**Problem details**: Each line from the one that contains "pin: the laptop screen" to the end of the material must be quoted exactly; include both end lines and nothing else.

=== Section Start ===

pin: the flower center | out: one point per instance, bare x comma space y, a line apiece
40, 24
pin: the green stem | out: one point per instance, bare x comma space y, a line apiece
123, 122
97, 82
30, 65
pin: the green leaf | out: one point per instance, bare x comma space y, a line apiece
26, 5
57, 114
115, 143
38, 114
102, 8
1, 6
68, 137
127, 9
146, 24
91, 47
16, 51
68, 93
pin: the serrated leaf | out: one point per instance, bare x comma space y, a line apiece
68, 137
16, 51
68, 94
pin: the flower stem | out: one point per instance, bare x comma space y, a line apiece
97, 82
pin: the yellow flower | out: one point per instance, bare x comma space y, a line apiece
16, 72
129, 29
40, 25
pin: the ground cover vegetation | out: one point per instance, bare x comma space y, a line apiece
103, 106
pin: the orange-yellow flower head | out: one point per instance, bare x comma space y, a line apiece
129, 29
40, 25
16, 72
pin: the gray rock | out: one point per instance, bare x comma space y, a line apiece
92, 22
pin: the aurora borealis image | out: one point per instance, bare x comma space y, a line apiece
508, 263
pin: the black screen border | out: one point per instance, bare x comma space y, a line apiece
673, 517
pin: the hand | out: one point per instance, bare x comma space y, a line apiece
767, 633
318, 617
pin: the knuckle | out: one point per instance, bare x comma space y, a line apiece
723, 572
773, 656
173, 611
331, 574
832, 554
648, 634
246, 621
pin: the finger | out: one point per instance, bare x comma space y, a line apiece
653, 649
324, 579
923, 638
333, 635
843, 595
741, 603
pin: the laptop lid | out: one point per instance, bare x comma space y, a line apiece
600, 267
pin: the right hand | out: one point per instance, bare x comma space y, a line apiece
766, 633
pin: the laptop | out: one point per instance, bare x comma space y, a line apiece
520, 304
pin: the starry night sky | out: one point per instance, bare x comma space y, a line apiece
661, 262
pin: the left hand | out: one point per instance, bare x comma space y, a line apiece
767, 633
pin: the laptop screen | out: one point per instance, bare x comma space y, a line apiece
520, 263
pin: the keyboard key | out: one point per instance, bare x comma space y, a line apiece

=== Section End ===

**Solution below**:
pin: the laptop screen | out: one point per instance, bare x comma space y, a line apiece
520, 263
pin: the keyboard key | out: one point per instance, bare x comma space y, a line apiece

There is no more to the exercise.